DATA EXTRACT:
□ □ □
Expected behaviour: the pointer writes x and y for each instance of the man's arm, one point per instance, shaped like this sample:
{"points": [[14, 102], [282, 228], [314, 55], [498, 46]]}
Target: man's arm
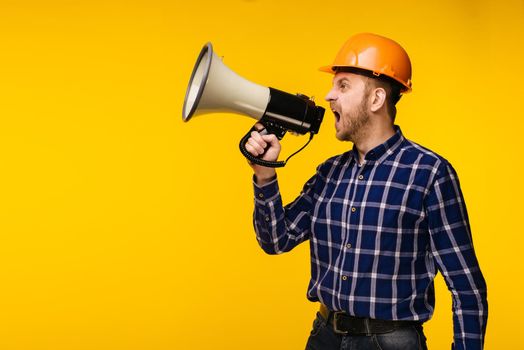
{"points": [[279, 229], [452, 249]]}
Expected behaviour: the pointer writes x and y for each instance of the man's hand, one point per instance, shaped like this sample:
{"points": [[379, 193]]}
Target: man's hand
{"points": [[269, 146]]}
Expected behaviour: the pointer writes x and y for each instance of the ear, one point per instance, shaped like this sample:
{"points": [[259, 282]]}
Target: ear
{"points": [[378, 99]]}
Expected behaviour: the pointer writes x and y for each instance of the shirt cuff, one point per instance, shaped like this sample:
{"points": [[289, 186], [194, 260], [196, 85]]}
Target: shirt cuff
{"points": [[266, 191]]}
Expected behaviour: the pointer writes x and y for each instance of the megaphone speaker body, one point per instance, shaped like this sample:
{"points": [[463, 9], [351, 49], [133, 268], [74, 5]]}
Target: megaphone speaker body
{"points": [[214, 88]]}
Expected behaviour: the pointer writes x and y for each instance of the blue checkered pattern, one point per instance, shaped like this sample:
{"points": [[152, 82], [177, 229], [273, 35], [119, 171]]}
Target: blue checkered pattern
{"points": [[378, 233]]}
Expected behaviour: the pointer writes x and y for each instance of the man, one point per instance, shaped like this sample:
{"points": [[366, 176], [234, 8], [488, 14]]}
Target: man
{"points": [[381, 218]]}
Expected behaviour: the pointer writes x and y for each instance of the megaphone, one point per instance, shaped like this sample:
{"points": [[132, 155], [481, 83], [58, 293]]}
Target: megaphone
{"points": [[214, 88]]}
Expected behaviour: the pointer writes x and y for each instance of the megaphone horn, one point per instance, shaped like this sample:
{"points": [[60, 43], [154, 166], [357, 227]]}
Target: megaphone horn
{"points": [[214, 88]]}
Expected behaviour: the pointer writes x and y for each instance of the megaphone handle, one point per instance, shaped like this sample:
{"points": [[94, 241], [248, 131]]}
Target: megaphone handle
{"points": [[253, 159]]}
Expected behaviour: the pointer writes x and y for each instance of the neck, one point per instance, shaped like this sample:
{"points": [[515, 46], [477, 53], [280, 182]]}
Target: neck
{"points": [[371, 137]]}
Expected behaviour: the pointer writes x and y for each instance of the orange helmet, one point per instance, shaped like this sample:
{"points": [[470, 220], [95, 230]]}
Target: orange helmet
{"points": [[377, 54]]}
□ □ □
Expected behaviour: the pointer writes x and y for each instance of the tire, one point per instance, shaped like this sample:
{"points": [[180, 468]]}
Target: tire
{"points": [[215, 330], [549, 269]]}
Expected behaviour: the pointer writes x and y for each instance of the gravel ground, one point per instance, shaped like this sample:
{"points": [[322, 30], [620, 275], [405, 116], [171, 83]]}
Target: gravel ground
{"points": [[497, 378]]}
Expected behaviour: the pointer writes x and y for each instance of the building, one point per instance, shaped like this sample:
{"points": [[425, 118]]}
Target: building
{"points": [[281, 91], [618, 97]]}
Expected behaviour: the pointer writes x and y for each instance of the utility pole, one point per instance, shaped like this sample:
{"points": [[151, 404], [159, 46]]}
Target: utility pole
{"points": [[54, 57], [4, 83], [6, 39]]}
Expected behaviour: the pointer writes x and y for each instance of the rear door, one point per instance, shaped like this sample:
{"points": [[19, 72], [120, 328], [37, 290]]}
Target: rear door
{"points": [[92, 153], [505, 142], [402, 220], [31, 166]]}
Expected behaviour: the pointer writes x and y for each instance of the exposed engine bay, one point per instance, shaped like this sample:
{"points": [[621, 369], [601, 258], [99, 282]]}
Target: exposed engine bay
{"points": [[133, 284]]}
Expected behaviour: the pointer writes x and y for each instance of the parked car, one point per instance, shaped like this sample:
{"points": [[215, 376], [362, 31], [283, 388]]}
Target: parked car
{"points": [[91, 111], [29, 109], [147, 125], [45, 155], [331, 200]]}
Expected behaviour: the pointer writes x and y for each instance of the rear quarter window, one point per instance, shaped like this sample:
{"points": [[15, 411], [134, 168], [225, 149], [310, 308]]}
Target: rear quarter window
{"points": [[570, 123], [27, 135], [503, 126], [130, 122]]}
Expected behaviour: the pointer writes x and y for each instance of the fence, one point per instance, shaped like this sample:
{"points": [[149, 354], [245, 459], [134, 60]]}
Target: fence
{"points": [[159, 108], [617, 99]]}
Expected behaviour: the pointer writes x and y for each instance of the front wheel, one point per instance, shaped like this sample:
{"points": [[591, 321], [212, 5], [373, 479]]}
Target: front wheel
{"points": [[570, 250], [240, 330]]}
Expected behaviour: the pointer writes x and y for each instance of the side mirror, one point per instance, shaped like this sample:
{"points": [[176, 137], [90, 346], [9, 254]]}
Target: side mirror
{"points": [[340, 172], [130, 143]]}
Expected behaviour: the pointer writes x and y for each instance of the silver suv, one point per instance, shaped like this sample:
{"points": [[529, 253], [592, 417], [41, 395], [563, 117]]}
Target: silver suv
□ □ □
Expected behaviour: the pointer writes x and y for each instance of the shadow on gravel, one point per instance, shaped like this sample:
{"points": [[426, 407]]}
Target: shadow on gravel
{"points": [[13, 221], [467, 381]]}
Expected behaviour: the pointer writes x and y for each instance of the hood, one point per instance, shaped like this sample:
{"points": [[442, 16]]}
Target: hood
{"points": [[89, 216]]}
□ □ □
TASK REQUIREMENTS: Check each line in the records above for the word "silver". Return those that have it.

THE ANSWER:
Expected behaviour: the pointer writes x and y for each instance of the silver suv, one point per instance, shaped like this sample:
Target: silver suv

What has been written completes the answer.